▸ Exercise set:
• a. In the Hurricane Ida report, where did Ida make landfall on Sunday, and at what strength?
• b. Using the Hurricane Ida report, explain why Ida could still cause dangerous flooding after it had weakened.
• c. Retype the part of the Hurricane Ida report starting with "By Devika Krishna" and going on through "the NHC said.".

Ida loses punch, levees hold, but Louisiana expects more rain and flooding

By Devika Krishna Kumar

NEW ORLEANS (Reuters) -Ida lost some of its punch over southwestern Mississippi on Monday after making landfall in Louisiana as one of the most powerful hurricanes to hit the region, but it could still trigger heavy flooding, the National Hurricane Center said.

Ida, the first major hurricane to strike the United States this year, made landfall around noon on Sunday as a Category 4 storm over Port Fourchon, a hub of the Gulf’s offshore oil industry, packing sustained winds of up to 150 miles per hour (240 km per hour).

Although weakened to a tropical storm, heavy downpours could bring life-threatening flooding, the NHC said.

Federal Emergency Management Agency (FEMA) administrator Deanne Criswell said the full impact of the storm would become clear later in the day.

“We’re hearing about widespread structural damage,” Criswell said in an interview with CNN. “I don’t think there could have been a worse path for this storm. It’s going to have some significant impacts.”

Federal levees installed to reduce the risk of flooding appeared to have held, according to preliminary reports.

“Daylight will bring horrific images as the damage is assessed. More than 20,000 linemen will work to restore the deeply damaged power lines,” Shauna Sanford, communications director for Louisiana Governor John Bel Edwards wrote in a tweet.

“The good news: no federal levee failed or was overtopped.”

Kevin Lepine, president of Plaquemines Parish, home to 23,000 residents and one of Louisiana’s southern most communities, said he had had little sleep overnight as he braced for first light and the chance to go and assess the damage.

“We’re worried about the levees down the road,” he said.

On Sunday night, the sheriff’s office in Ascension Parish reported the first known U.S. fatality from the storm, a 60-year-old man killed by a tree falling on his home near Baton Rouge, the state capital.

President Joe Biden declared a major disaster in the state, ordering federal assistance to bolster recovery efforts in more than two dozen storm-stricken parishes.

Ida crashed ashore as Louisiana was already reeling from a resurgence of COVID-19 infections that has strained the state’s healthcare system, with an estimated 2,450 COVID-19 patients hospitalized statewide, many in intensive care units.

▸ Recorded information:
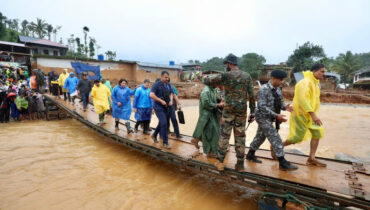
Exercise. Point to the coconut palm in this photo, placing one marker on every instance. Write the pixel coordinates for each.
(15, 23)
(85, 30)
(346, 65)
(49, 29)
(24, 29)
(55, 31)
(40, 28)
(31, 29)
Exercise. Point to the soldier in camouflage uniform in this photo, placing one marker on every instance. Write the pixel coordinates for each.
(270, 103)
(238, 86)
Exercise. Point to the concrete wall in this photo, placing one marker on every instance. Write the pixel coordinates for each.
(112, 71)
(154, 73)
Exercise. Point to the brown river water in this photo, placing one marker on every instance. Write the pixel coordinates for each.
(65, 165)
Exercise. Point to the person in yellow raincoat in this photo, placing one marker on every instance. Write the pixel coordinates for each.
(100, 95)
(62, 78)
(304, 122)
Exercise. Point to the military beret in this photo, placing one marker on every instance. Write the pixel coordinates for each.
(279, 74)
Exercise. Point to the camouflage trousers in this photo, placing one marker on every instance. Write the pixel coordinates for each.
(267, 130)
(235, 121)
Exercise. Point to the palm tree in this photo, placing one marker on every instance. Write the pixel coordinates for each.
(85, 30)
(92, 47)
(55, 31)
(49, 29)
(31, 28)
(2, 25)
(40, 28)
(16, 24)
(25, 30)
(8, 22)
(346, 64)
(2, 17)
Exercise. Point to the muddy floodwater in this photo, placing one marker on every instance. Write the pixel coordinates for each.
(65, 165)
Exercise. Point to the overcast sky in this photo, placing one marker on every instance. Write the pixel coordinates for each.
(163, 30)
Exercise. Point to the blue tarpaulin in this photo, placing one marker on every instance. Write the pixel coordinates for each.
(80, 67)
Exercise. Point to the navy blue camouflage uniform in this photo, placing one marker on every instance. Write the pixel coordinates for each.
(265, 117)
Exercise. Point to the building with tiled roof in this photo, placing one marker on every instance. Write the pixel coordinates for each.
(43, 46)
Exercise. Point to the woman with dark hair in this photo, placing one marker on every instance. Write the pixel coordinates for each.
(143, 106)
(121, 98)
(100, 95)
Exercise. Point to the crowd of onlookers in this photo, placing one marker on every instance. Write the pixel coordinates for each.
(20, 94)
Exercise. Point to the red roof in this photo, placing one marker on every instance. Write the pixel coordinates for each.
(47, 42)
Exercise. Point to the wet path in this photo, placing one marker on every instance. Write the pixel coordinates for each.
(69, 166)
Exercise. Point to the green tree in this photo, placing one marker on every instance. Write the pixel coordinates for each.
(345, 65)
(32, 29)
(214, 63)
(79, 45)
(85, 30)
(305, 56)
(252, 63)
(2, 25)
(40, 27)
(24, 29)
(364, 58)
(56, 29)
(49, 29)
(15, 23)
(91, 47)
(111, 55)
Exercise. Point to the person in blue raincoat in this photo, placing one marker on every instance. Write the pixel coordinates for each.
(121, 99)
(71, 85)
(143, 106)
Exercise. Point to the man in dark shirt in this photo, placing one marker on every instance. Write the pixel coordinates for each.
(162, 95)
(84, 88)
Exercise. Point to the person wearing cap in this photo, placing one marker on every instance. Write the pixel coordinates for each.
(100, 95)
(62, 78)
(84, 87)
(238, 88)
(270, 103)
(304, 122)
(71, 85)
(121, 98)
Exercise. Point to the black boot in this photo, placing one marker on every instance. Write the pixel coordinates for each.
(146, 127)
(117, 122)
(128, 127)
(284, 165)
(239, 166)
(137, 127)
(252, 157)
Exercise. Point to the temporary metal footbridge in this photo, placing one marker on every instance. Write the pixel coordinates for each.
(339, 185)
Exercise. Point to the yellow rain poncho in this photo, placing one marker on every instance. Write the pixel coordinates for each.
(306, 99)
(62, 78)
(100, 97)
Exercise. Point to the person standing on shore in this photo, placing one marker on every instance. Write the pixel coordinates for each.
(304, 122)
(162, 95)
(143, 106)
(62, 78)
(270, 103)
(172, 115)
(84, 88)
(71, 85)
(100, 95)
(121, 98)
(208, 125)
(238, 88)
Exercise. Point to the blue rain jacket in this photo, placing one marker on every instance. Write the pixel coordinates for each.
(142, 99)
(122, 95)
(71, 83)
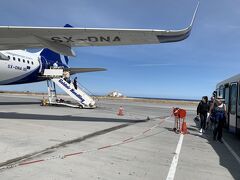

▸ Answers by item number:
• a. Over Port Fourchon, a hub of the Gulf's offshore oil industry, as a Category 4 storm.

• b. Ida had weakened to a tropical storm, but the National Hurricane Center said its heavy downpours could bring life-threatening flooding.

• c.
By Devika Krishna Kumar

NEW ORLEANS (Reuters) -Ida lost some of its punch over southwestern Mississippi on Monday after making landfall in Louisiana as one of the most powerful hurricanes to hit the region, but it could still trigger heavy flooding, the National Hurricane Center said.

Ida, the first major hurricane to strike the United States this year, made landfall around noon on Sunday as a Category 4 storm over Port Fourchon, a hub of the Gulf’s offshore oil industry, packing sustained winds of up to 150 miles per hour (240 km per hour).

Although weakened to a tropical storm, heavy downpours could bring life-threatening flooding, the NHC said.